---- PASSAGE SHOWN

I pointed out that that program to supply low-income individuals with access to phones was not, in fact, started by the Obama administration but has actually existed for decades. I couldn’t remember yesterday which administration the program began under, but a quick Google search and a Forbes article from 2012 points to the 1980s.

That led to further comments about “Obamacare” and welfare fraud (“people selling their food stamps for cash”), and claims that, due to the ACA, many people have had their health insurance cancelled and are now being forced to pay more in premiums. That may be true. I don’t have exact figures or details, but I know that many of those claims were exaggerated and even fabricated by Republicans to attempt to discredit the health care law.

After a brief intermezzo in which we discussed whether it was necessary for my sister to take her child to see a doctor, discussion somehow moved to marriage equality. And that’s where the real fun began.

I think it started with my mom saying something about how we may always have to “agree to disagree” about certain subjects—such as “gay marriage.”

“It’s just marriage, mom,” I said. “Not gay marriage.”

That turned into a discussion about suing Christian business owners who refuse service to gay couples. “How would you feel,” I asked, “if you walked into a photographer’s studio, not knowing the photographer’s beliefs, hoping to find someone to document your wedding, and were told instead that they don’t agree with your ‘lifestyle’?”

They didn’t seem to see any problem with this scenario. “Why would you want to force somebody who doesn’t support you to be part of your celebration?” my mom wondered. Which is a valid question.

“So if someone has a sincerely-held religious belief that forbids them from serving African-American clients, that’s okay?” I asked.

“That’s not the same,” was the response.

Because Black people are born Black, but gay people choose to be gay? And, by extension, we can simply choose not to be gay anymore—which is to say, to cease to be ourselves?

Then my sister accused me of showing as much intolerance of her religious beliefs as I’ve accused her of showing towards me. Maybe that’s true. It’s difficult at times not to let my incredulity show when they mention “sin nature,” make disparaging remarks about the President and Democrats, or sniff at climate change and science.

--------
---- GIVEN INFORMATION

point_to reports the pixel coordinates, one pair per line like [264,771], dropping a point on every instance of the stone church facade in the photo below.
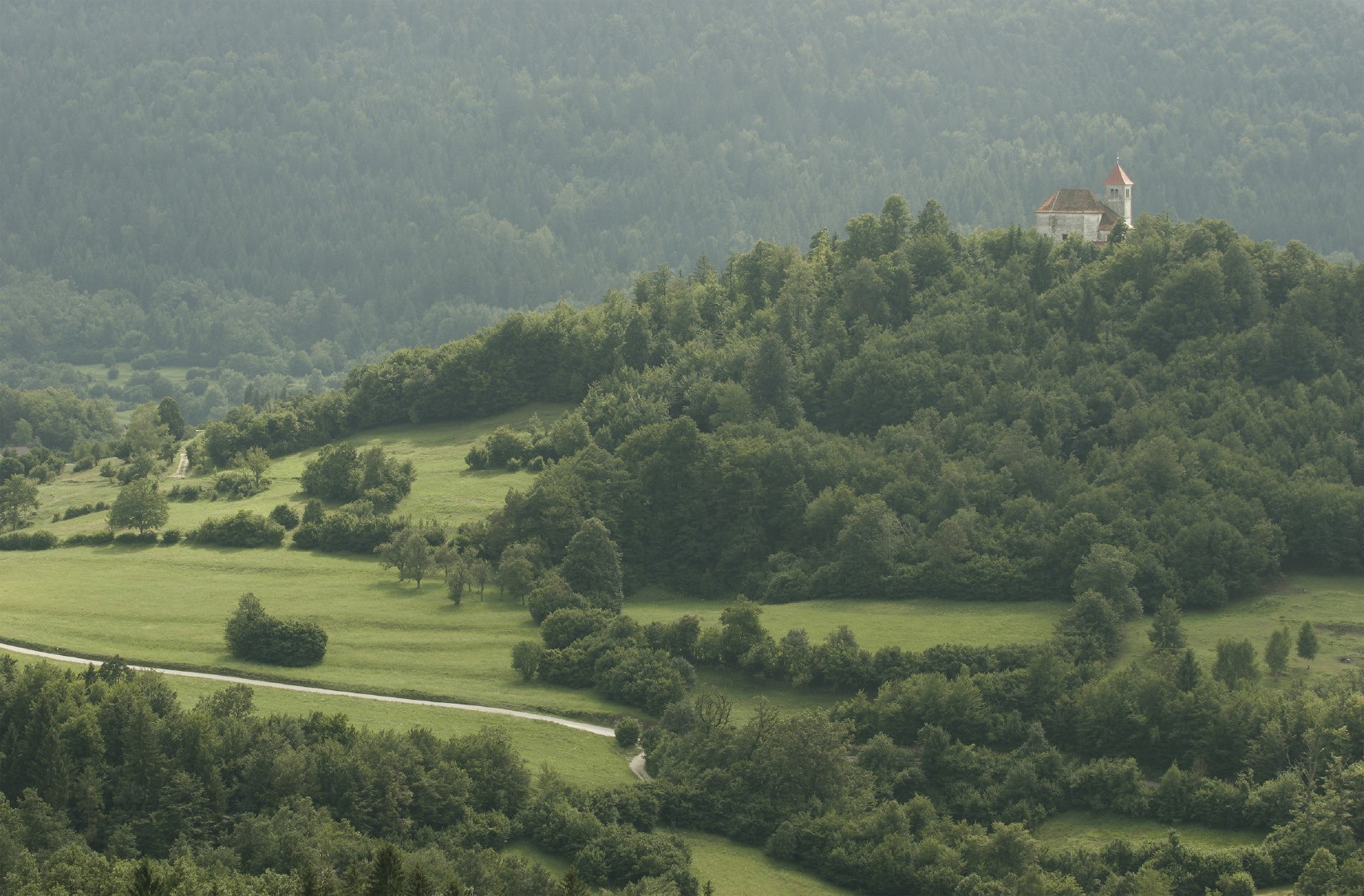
[1077,211]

--------

▶ _TO DO_:
**1.** In the passage about a family debate, list the things that the narrator says make it difficult not to show incredulity.
**2.** In the passage about a family debate, what decade does the Forbes article from 2012 point to as the start of the phone program for low-income individuals?
The lines above are separate material with no connection to the passage about a family debate.

▶ _RESULTS FOR EACH TASK_:
**1.**
- Mentions of "sin nature"
- Disparaging remarks about the President and Democrats
- Sniffing at climate change and science

**2.** The 1980s.